## Records for this exercise
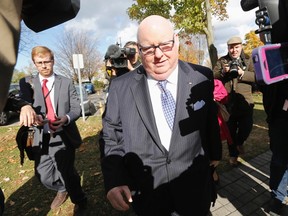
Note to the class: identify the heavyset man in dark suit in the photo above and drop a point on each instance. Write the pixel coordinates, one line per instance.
(160, 171)
(55, 141)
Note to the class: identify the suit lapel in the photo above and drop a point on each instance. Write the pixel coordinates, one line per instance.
(141, 96)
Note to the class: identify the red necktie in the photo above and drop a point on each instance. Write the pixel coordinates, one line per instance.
(49, 108)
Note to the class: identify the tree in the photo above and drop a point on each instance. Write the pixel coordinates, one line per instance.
(189, 16)
(77, 42)
(17, 75)
(188, 51)
(252, 41)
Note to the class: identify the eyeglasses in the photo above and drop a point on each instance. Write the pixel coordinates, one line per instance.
(164, 47)
(43, 62)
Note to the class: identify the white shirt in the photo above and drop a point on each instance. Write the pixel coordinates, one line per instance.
(50, 85)
(164, 130)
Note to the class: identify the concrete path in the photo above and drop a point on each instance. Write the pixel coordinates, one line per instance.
(244, 190)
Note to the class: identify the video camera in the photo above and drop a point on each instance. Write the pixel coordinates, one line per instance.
(118, 56)
(271, 60)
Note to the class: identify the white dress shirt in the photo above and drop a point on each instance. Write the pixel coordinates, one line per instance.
(164, 130)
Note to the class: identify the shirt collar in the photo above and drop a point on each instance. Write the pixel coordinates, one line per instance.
(173, 78)
(50, 79)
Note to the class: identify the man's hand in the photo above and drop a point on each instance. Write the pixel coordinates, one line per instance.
(60, 121)
(27, 116)
(119, 197)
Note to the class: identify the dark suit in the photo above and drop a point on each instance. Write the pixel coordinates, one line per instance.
(55, 155)
(129, 126)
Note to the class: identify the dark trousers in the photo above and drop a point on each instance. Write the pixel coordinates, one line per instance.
(240, 126)
(189, 194)
(54, 166)
(278, 134)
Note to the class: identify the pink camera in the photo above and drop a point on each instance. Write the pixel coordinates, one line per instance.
(271, 63)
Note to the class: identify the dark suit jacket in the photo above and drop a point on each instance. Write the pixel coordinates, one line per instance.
(66, 103)
(129, 125)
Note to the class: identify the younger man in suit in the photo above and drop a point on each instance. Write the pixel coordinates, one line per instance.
(156, 157)
(56, 102)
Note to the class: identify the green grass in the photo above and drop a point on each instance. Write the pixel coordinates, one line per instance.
(26, 196)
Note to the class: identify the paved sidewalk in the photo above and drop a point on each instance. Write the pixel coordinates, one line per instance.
(244, 190)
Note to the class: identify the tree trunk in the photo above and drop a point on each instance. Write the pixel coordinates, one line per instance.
(210, 36)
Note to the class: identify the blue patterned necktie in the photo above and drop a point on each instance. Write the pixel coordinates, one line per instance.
(168, 103)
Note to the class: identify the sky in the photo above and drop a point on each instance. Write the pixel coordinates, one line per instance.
(109, 23)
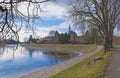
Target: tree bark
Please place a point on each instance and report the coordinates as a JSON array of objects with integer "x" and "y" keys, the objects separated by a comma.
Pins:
[{"x": 107, "y": 44}]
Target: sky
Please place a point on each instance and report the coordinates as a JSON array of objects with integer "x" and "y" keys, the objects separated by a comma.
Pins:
[{"x": 53, "y": 17}]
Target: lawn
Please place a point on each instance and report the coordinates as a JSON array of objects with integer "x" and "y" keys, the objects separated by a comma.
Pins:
[{"x": 81, "y": 70}]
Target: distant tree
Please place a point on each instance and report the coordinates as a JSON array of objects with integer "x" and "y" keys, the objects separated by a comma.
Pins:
[
  {"x": 64, "y": 38},
  {"x": 101, "y": 14},
  {"x": 92, "y": 36},
  {"x": 12, "y": 18}
]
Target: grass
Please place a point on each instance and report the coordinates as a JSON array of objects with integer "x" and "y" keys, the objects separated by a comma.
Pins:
[{"x": 81, "y": 70}]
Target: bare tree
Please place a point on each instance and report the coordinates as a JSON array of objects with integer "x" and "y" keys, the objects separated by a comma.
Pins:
[
  {"x": 104, "y": 15},
  {"x": 12, "y": 19}
]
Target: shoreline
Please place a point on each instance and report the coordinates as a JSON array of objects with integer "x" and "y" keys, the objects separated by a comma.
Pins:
[{"x": 49, "y": 71}]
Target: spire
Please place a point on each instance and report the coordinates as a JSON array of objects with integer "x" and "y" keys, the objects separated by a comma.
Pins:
[{"x": 69, "y": 30}]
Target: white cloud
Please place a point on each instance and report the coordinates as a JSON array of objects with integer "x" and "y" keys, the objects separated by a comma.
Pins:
[
  {"x": 50, "y": 10},
  {"x": 54, "y": 10},
  {"x": 43, "y": 31}
]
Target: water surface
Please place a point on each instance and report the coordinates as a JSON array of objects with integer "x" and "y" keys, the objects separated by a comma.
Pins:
[{"x": 15, "y": 62}]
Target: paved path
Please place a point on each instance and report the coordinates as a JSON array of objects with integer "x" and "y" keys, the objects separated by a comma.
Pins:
[
  {"x": 47, "y": 72},
  {"x": 113, "y": 70}
]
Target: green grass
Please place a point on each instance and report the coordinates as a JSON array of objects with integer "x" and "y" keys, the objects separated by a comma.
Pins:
[{"x": 81, "y": 70}]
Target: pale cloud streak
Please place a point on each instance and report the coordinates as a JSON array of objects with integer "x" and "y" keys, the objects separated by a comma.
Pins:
[{"x": 50, "y": 10}]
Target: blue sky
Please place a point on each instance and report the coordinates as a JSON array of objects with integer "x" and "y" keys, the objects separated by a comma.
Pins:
[{"x": 53, "y": 17}]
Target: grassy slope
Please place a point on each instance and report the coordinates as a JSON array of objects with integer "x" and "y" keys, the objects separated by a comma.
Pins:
[{"x": 81, "y": 70}]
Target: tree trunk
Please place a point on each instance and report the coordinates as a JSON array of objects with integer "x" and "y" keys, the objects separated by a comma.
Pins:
[{"x": 107, "y": 44}]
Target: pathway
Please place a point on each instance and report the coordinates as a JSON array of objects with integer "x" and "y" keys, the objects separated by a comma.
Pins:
[
  {"x": 113, "y": 70},
  {"x": 47, "y": 72}
]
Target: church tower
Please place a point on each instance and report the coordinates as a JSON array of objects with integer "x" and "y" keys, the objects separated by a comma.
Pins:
[{"x": 69, "y": 30}]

## What the exercise asks
Copy all of the entries verbatim, leaving out any pictures they contain.

## Answer to this task
Note to the class: identify the heavyset man in dark suit in the photo above and drop a point on each instance. Write the pixel coordinates, one line per instance.
(160, 171)
(55, 141)
Note to the class: identify the suit lapel in the photo above and drop a point on each instance. Write the pixel coordinates, one line per instance.
(141, 96)
Note to the class: identify the red necktie in the photo above and drop a point on each instance. Write the pixel coordinates, one line per instance.
(49, 108)
Note to the class: identify the tree in the photo above and drop a point on each instance. Write the pixel coordinates, one line per instance.
(189, 16)
(77, 42)
(17, 75)
(188, 51)
(252, 41)
Note to the class: identify the eyeglasses in the photo above and drop a point on each instance. Write the pixel coordinates, one line per instance.
(164, 47)
(43, 62)
Note to the class: identify the white shirt in the photo above and drop a point on each instance. Write the pixel coordinates, one line per instance.
(50, 85)
(164, 130)
Note to the class: identify the concrete path in the photo above and drop a point on each instance. Write the pixel coordinates, one line per instance.
(244, 190)
Note to the class: identify the video camera in the photo above and drop a point on each instance. Write the pixel coordinates, one line per instance.
(118, 56)
(271, 60)
Note to the class: identify the white dress shirt in the photo above and drop a point on each instance. Write the pixel coordinates, one line per instance.
(164, 130)
Note to the class: identify the shirt collar in the photo above and drop a point on each instance. Write the pixel coordinates, one line per instance.
(173, 78)
(50, 79)
Note to the class: identify the man's hand in the photo above and drop a point on each instance. Write the pixel coordinates, one line per instance.
(60, 121)
(27, 116)
(119, 197)
Note to the class: identify the dark suit in the photo above and drop a point on each instance. Write the pixel coordinates, one line per instance.
(55, 155)
(129, 126)
Note to the class: identify the dark trousers in the photo above and drop a point on each instance. Write the pixel coordinates, one line per instance.
(240, 126)
(189, 194)
(54, 166)
(278, 134)
Note to the class: identify the pink camera in the photo above and drop a point on each instance. Write the pixel coordinates, one line per instance.
(271, 63)
Note to the class: identify the dark suit jacket in the photo above and drop a point on each instance. Write the pixel coordinates, one line per instance.
(66, 103)
(129, 125)
Note to the class: identify the younger man in suit in the photo above and drop a point on each instance. Write the pixel coordinates, one line per instance.
(156, 157)
(56, 102)
Note to the class: identify the green grass in the photo above and drop a point on each instance. Write the pixel coordinates, one line per instance.
(26, 196)
Note to the class: identify the paved sidewalk in the photo above and drop a point on each instance. Write the pixel coordinates, one line per instance.
(244, 190)
Note to the class: identify the tree trunk in the photo above and drop a point on each instance. Write the pixel coordinates, one line per instance.
(210, 36)
Note to the class: identify the blue patterned necktie in the photo above and drop a point on each instance. Write the pixel coordinates, one line per instance.
(168, 103)
Note to the class: identify the sky in the photo above and drop a point on each instance. Write the pixel coordinates, one line per instance.
(109, 23)
Target: tree bark
Please place a point on each instance and report the coordinates as a JSON array of objects with integer "x" and "y" keys, the objects separated by a comma.
Pins:
[{"x": 107, "y": 44}]
Target: sky
Please place a point on each instance and report the coordinates as a JSON array of objects with integer "x" and "y" keys, the objects separated by a comma.
Pins:
[{"x": 53, "y": 17}]
Target: lawn
Please place a point on each instance and report the coordinates as a JSON array of objects with integer "x" and "y" keys, the objects separated by a comma.
Pins:
[{"x": 81, "y": 70}]
Target: distant tree
Please place a point on each instance and report the coordinates as a JSON array of objects with integer "x" and "y" keys, the objects separated by a comma.
Pins:
[
  {"x": 64, "y": 38},
  {"x": 101, "y": 14},
  {"x": 92, "y": 36},
  {"x": 12, "y": 18}
]
Target: grass
Please place a point on each instance and report the coordinates as a JSON array of objects with integer "x" and "y" keys, the objects separated by a comma.
Pins:
[{"x": 81, "y": 70}]
Target: bare tree
Please place a point on each instance and report the coordinates as a JSON array of objects with integer "x" and "y" keys, the objects separated by a comma.
Pins:
[
  {"x": 104, "y": 15},
  {"x": 12, "y": 19}
]
Target: shoreline
Please place a point on each instance and report the coordinates as a JSON array of objects with integer "x" and "y" keys, the objects separated by a comma.
Pins:
[{"x": 49, "y": 71}]
Target: spire
Please place a point on each instance and report the coordinates as a JSON array of objects with integer "x" and "y" keys, the objects separated by a comma.
Pins:
[{"x": 69, "y": 30}]
Target: white cloud
Please place a point on each instance and report the coordinates as a JSON array of objects with integer "x" and "y" keys, the objects separated by a comma.
Pins:
[
  {"x": 50, "y": 10},
  {"x": 54, "y": 10},
  {"x": 43, "y": 31}
]
Target: water surface
Please place a point on each instance and report the coordinates as a JSON array of objects with integer "x" and "y" keys, the objects separated by a comma.
Pins:
[{"x": 15, "y": 62}]
Target: paved path
Please place a point on each instance and report the coordinates as a JSON array of objects with integer "x" and "y" keys, the objects separated by a comma.
Pins:
[
  {"x": 47, "y": 72},
  {"x": 113, "y": 70}
]
Target: green grass
Please place a point on each instance and report the coordinates as a JSON array of objects with integer "x" and "y" keys, the objects separated by a comma.
Pins:
[{"x": 81, "y": 70}]
Target: pale cloud streak
Please place a point on each instance and report the coordinates as a JSON array of objects with integer "x" and "y" keys, the objects separated by a comma.
Pins:
[{"x": 50, "y": 10}]
Target: blue sky
Please place a point on each instance and report the coordinates as a JSON array of objects with integer "x" and "y" keys, the objects separated by a comma.
Pins:
[{"x": 53, "y": 17}]
Target: grassy slope
Please place a point on each instance and report the coordinates as a JSON array of objects with integer "x" and "y" keys, the objects separated by a comma.
Pins:
[{"x": 81, "y": 70}]
Target: tree trunk
Please place a point on each instance and report the coordinates as a JSON array of objects with integer "x" and "y" keys, the objects separated by a comma.
Pins:
[{"x": 107, "y": 44}]
Target: pathway
Please place a point on each instance and report the coordinates as a JSON array of objects with integer "x" and "y" keys, the objects separated by a comma.
Pins:
[
  {"x": 113, "y": 70},
  {"x": 47, "y": 72}
]
Target: church tower
Please place a point on each instance and report the coordinates as a JSON array of objects with integer "x" and "y" keys, the objects separated by a comma.
Pins:
[{"x": 69, "y": 30}]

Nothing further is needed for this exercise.